◆ **FRAGMENTO PARA LEER**
Igual ocurre cuando se les añade hidrógeno para hacerlos sólidos (grasas
hidrogenadas), como la margarina. En este estado molecular el cuerpo no
los reconoce como nutrientes y, por consiguiente, no puede hacer uso de
ellos. Por otro lado, estas grasas tóxicas bloquean la habilidad del
organismo para usar los aceites poliinsaturados saludables produciendo
inflamación, entre muchos otros síntomas.
Los productos lácteos y
la carne, por otro lado, son altos en un tipo de grasa denominada ácido
araquidónico, que favorece la inflamación y, como acabamos de ver,
bloquea la capacidad del cuerpo para metabolizar adecuadamente los
aceites poliinsaturados.
Es recomendable usar aceite de oliva
para cocinar y aceite de semillas prensado en frío para su consumo en
crudo (el aceite de oliva también se puede consumir en crudo). Por otro
lado, se pueden utilizar semillas en lugar de aceites vegetales, y es
importante guardar ambos en la nevera para evitar su deterioro.
Productos lácteos.

◆ **EJERCICIOS PARA RESOLVER**
A – Por favor, traduce al inglés esta oración del texto sobre las grasas: "Es recomendable usar aceite de oliva para cocinar y aceite de semillas prensado en frío para su consumo en crudo (el aceite de oliva también se puede consumir en crudo)."
B – Cita del texto sobre las grasas el pasaje que va desde "Los productos lácteos" hasta "Productos lácteos.", ambos incluidos.

Registros del conjunto de datos
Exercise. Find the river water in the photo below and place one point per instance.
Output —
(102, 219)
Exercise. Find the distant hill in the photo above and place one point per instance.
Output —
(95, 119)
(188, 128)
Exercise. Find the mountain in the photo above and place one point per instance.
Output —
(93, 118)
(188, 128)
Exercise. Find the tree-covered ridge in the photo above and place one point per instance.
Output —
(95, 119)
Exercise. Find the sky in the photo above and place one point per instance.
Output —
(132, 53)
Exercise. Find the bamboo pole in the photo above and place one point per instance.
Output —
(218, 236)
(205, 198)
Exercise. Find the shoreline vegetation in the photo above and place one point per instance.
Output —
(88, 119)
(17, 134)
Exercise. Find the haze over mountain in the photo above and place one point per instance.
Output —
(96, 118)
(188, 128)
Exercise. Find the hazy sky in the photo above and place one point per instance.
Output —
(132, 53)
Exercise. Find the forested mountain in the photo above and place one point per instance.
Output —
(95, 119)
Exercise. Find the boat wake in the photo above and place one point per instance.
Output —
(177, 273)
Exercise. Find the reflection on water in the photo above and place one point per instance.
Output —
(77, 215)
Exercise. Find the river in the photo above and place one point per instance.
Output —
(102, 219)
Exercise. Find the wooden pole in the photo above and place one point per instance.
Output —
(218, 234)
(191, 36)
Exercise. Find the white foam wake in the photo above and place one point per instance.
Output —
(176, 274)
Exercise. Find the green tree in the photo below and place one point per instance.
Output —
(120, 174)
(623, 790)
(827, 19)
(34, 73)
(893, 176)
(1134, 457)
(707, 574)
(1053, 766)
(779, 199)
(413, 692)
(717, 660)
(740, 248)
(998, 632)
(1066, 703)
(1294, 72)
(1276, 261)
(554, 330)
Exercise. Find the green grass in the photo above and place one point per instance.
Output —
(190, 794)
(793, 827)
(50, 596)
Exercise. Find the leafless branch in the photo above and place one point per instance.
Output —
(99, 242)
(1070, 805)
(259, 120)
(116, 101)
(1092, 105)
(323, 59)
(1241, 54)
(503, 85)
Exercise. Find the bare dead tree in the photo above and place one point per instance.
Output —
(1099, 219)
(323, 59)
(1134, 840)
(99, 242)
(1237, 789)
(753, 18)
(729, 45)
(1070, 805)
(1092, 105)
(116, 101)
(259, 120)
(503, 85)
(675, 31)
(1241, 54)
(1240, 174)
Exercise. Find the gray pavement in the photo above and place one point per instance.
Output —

◆ **SOLUCIONES DEL EJERCICIO**
A – It is advisable to use olive oil for cooking and cold-pressed seed oil for eating raw (olive oil can also be eaten raw).

B –
Los productos lácteos y
la carne, por otro lado, son altos en un tipo de grasa denominada ácido
araquidónico, que favorece la inflamación y, como acabamos de ver,
bloquea la capacidad del cuerpo para metabolizar adecuadamente los
aceites poliinsaturados.
Es recomendable usar aceite de oliva
para cocinar y aceite de semillas prensado en frío para su consumo en
crudo (el aceite de oliva también se puede consumir en crudo). Por otro
lado, se pueden utilizar semillas en lugar de aceites vegetales, y es
importante guardar ambos en la nevera para evitar su deterioro.
Productos lácteos.